[Selected excerpt]:
_____

Erythromycin is a macrolide antibiotic that is licensed for treating and preventing infections. It does not have UK marketing authorisation for treating gastroparesis and so this indication is an off-label use of erythromycin.

Managing gastroparesis centres on nutrition and fluid balance. If pharmacological treatment is required, metoclopramide, domperidone or erythromycin may be considered as motility agents.

There is limited evidence reviewing the efficacy of oral erythromycin in people with gastroparesis. One systematic review (Maganti et al. 2003) including 5 studies (n=60), and 1 retrospective chart review (n=25) were identified.

Of the 5 studies in the systematic review, only 4 reported on change in symptom scores, and none assessed symptom improvement as the primary end point. Of the 4 studies which reported symptom scores, 1 was a double-blind, placebo-controlled, crossover study, 1 was a single-blind, active-controlled (metoclopramide) crossover study, and 2 were open-label uncontrolled studies.

_____

[Information provided]:
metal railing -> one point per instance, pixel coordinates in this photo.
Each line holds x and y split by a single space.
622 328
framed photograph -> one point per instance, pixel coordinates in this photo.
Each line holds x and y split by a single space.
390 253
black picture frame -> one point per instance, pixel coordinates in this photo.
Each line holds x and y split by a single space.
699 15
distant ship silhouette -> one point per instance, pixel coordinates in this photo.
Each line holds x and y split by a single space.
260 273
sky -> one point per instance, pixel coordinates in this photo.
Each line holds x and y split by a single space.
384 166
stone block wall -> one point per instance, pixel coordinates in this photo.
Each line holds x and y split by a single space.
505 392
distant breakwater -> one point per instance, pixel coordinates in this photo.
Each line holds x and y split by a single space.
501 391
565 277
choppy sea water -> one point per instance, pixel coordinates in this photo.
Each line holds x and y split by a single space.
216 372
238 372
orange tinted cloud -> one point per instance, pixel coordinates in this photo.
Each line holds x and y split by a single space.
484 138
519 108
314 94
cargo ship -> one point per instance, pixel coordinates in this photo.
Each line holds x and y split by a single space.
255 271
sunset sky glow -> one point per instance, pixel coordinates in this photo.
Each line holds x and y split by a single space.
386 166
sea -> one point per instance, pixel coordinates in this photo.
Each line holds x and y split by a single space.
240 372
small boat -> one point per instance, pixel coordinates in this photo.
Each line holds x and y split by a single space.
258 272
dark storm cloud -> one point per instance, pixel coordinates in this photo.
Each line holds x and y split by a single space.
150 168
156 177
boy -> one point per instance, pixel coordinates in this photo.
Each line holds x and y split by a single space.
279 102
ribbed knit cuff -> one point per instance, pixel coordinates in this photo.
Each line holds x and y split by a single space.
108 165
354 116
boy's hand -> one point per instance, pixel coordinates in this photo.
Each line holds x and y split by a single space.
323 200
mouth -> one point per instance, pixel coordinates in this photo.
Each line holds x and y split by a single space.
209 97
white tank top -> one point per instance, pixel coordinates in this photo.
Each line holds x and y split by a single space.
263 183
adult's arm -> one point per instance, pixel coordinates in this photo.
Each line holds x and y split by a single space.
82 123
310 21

_____

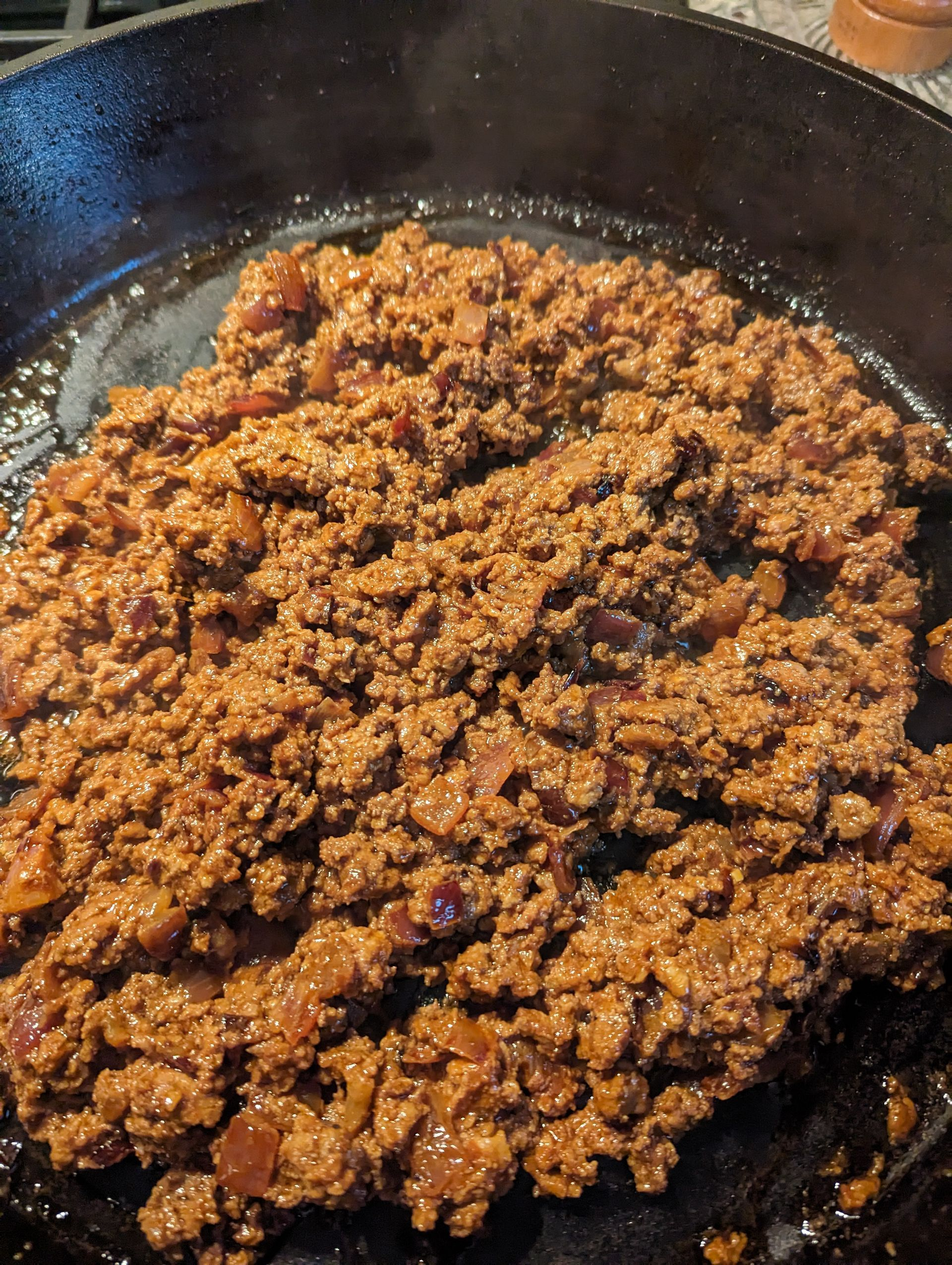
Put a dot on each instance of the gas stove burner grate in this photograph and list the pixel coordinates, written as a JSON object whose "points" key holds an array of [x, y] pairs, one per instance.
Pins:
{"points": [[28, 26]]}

_____

[Task set]:
A) Return the passage from "Of the 5 studies" up to and including "open-label uncontrolled studies." from the erythromycin and gastroparesis text, copied exactly.
B) According to the erythromycin and gastroparesis text, which motility agents may be considered if pharmacological treatment is needed?
C) Write what comes next in the erythromycin and gastroparesis text, picking up after its final sentence.

[Answers for each item]:
A)
Of the 5 studies in the systematic review, only 4 reported on change in symptom scores, and none assessed symptom improvement as the primary end point. Of the 4 studies which reported symptom scores, 1 was a double-blind, placebo-controlled, crossover study, 1 was a single-blind, active-controlled (metoclopramide) crossover study, and 2 were open-label uncontrolled studies.

B) Metoclopramide, domperidone or erythromycin.

C)
Erythromycin improved measures of gastric emptying compared with baseline in all the studies. However, of the 4 studies that reported on symptoms, 1 found that oral erythromycin did not statistically significantly improve symptoms compared with placebo (Samsom et al. 1997); 1 study found statistically significant improvement compared with metoclopramide (Erbas et al. 1993), and 2 open-label uncontrolled studies found no statistically significant improvement in symptoms compared with baseline (Richards et al.1993 and Ramirez et al. 1994). One of the uncontrolled studies found a statistically significant improvement in global assessment score (Richards et al.1993).

The retrospective chart review (Dhir and Richter 2004) included a series of patients with dyspepsia and gastroparesis treated with a low-bulk diet and 50 to 100 mg oral erythromycin suspension 3 times a day and at bedtime. The chart review collected data on responses at 6 to 8 weeks; longer term responses were collected by telephone follow up. Of the 25 patients, 18 were assessed by chart review, and 18 had longer term telephone follow up. Fifteen out of 18 patients had "some" (<50% of baseline) or "dramatic" (>50% of baseline) reduction in symptoms on the 6 to 8 week chart review. Twelve out of 18 patients had "some" or "dramatic" improvement in the longer term (up to 2 years) follow up. Retrospective chart reviews and case series rarely provide evidence which is sufficiently strong to confidently guide clinical practice.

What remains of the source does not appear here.